◆ Exercise directions:
Please copy the lines of the listing below without any change, starting at the line that contains "Task: pin the street" and ending at the line that contains "point(60, 15)", with both of those lines included.

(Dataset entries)
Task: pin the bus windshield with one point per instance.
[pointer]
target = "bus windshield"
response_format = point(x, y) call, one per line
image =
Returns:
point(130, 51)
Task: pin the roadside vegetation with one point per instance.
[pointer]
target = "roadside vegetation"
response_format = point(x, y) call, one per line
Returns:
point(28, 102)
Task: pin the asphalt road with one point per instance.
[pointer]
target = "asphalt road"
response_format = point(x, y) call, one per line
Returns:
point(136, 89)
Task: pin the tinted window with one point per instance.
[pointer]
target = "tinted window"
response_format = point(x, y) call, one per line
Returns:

--

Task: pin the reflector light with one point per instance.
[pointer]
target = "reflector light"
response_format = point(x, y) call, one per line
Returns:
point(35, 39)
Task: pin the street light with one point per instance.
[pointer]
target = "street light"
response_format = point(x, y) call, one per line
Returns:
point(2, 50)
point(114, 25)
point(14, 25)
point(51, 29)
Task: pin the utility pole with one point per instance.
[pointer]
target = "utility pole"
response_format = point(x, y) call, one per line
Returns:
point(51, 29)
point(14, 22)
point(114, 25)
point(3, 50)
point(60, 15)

◆ Full response:
Task: pin the street light with one point per instance.
[pointer]
target = "street light"
response_format = point(x, y) call, one per line
Returns:
point(2, 50)
point(114, 25)
point(14, 25)
point(51, 29)
Task: pin the utility pole with one point per instance.
[pointer]
target = "utility pole"
response_format = point(x, y) call, one per line
Returns:
point(51, 29)
point(14, 22)
point(114, 25)
point(3, 50)
point(60, 15)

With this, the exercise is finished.